* [WYBRANY FRAGMENT]
Pełny tekst orzeczenia

Sygn. akt I ACa 271/15

WYROK

W IMIENIU RZECZYPOSPOLITEJ POLSKIEJ

Dnia 10 września 2015 r.

Sąd Apelacyjny w Katowicach I Wydział Cywilny

w składzie:

Przewodniczący :

SSA Piotr Wójtowicz

Sędziowie :

SA Lucyna Świderska-Pilis (spr.)

SO del. Ewa Solecka

Protokolant :

Małgorzata Korszun

po rozpoznaniu w dniu 10 września 2015 r. w Katowicach

na rozprawie

sprawy z powództwa M. B.

przeciwko Spółce (...) Spółce Akcyjnej w B.

o naprawienie szkody

na skutek apelacji powódki

od wyroku Sądu Okręgowego w Katowicach

z dnia 15 grudnia 2014 r., sygn. akt II C 368/14,

uchyla zaskarżony wyrok i sprawę przekazuje do ponownego rozpoznania Sądowi Okręgowemu w Katowicach, pozostawiając temu Sądowi rozstrzygnięcie o kosztach postępowania apelacyjnego.

SSO del. Ewa Solecka

SSA Piotr Wójtowicz

SSA Lucyna Świderska-Pilis

I ACa 271)15

UZASADNIENIE

Powódka M. B. domagała się zobowiązania strony pozwanej - (...) Spółki Akcyjnej w K. do naprawienia szkody górniczej na nieruchomości przy ulicy (...) w P. w gminie B. przez rektyfikację budynku mieszkalnego metodą DNT, wykonanie robót dodatkowych związanych z rektyfikacją budynku, naprawienie pozostałych szkód szczegółowo opisanych w uzasadnieniu pozwu oraz zasądzenie na jej rzecz kosztów procesu.

W uzasadnieniu powódka wskazywała, że jest córką zmarłej H. R., która jest wpisana w księdze wieczystej jako właściciel przedmiotowej nieruchomości. Wnioskiem z dnia 15 listopada 2013 r. powódka zwróciła się do pozwanej o naprawienie szkód wywołanych ruchem kopalni (...), która jest oddziałem pozwanej. Pismem z dnia 24 kwietnia 2014 r. pozwana odmówiła naprawienia zgłoszonych szkód, stwierdzając wychylenie budynku o wartości 40‰, uznała jednak, że szkoda uległa już przedawnieniu. Podniosła też, że stwierdzony został zły stan techniczny budynku i ogrodzenia nie jest wywołany ruchem kopalni, ale wynika z naturalnego zużycia, braku bieżącej konserwacji i działania czynników atmosferycznych.

* [ZADANIE] Dopisz dalszy ciąg fragmentu wyroku w sprawie o naprawienie szkody górniczej, zaczynając od zdania, które następuje po ostatnim zdaniu tego fragmentu.

* [PODANE INFORMACJE]
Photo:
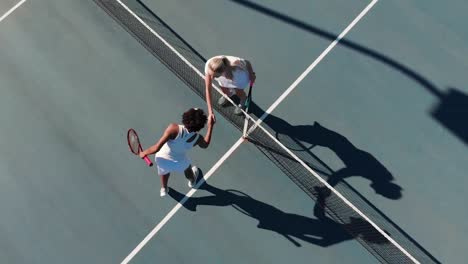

* [WYNIK]
Pozwana (...) Spółka Akcyjna w K., wnosiła o oddalenie powództwa i zasądzenie kosztów procesu.

W ocenie strony pozwanej roszczenie powódki uległo przedawnieniu, stosownie do treści artykułu 442 1§1 kc. Wpływy na nieruchomości powódki faktycznie ustały w październiku 2005 r. Powódka zgłosiła szkodę 15 listopada 2013 r., wskazując jako termin jej powstania 1990 rok. Upłynął zatem trzyletni okres przedawnienia roszczeń. W ocenie pozwanej nie zasługują również na akceptację twierdzenia strony powodowej, że powołanie się przez pozwaną na przedawnienie stanowi nadużycie prawa. W świetle złożonych przez powódkę dowodów w sprawie, trudno przypisać pozwanej negatywne zachowanie i zarzucić utrudnienie czy też uniemożliwienie dochodzenia swoich roszczeń.

Zaskarżonym wyrokiem Sąd Okręgowy w Katowicach oddalił powództwo i nie obciążył powódki obowiązkiem zwrotu kosztów procesu.

W ocenie Sądu pierwszej instancji oddziaływanie na nieruchomość powódki w wyniku działalności górniczej KWK (...) było ewidentne i skutkowało wychyleniem od pionu budynku powódki, które przedstawiało się w następujący sposób: wynosiło około 24‰ w grudniu 1964 roku, około 26‰ w grudniu 1985 roku, około 29‰ w grudniu 1999 roku oraz około 38‰ w grudniu 2007 roku. Średnie wypadkowe wychylenie budynku mieszkalnego na chwilę obecną, wynosi 38‰ i ma kierunek północno-zachodni. Tak znaczne wychylenie, zaliczane jest do uciążliwości dużej, jest to wychylenie niedopuszczalne i konieczna jest jego likwidacja, na przykład poprzez rektyfikację budynku mieszkalnego.

Termin przedawnienia rozpoczął swój bieg od grudnia 2007 r., a zatem wniesione powództwo dotyczy roszczenia przedawnionego. Oceniając zarzut przedawnienia pod kątem artykułu 5 kc, zważył Sąd pierwszej instancji, że powódka, co najmniej od 2007 r. miała świadomość występowania uszkodzenia nieruchomości. Nie stało nic na przeszkodzie, żeby ta szkoda została zgłoszona w terminie prawem przewidzianym, a tym samym, aby te szkody się nie pogłębiały. Nie bez znaczenia jest również fakt, że tak naprawdę te uszkodzenia pojawiły się już po ostatnim remoncie z tytułu szkód górniczych, które miało miejsce w 1985 roku.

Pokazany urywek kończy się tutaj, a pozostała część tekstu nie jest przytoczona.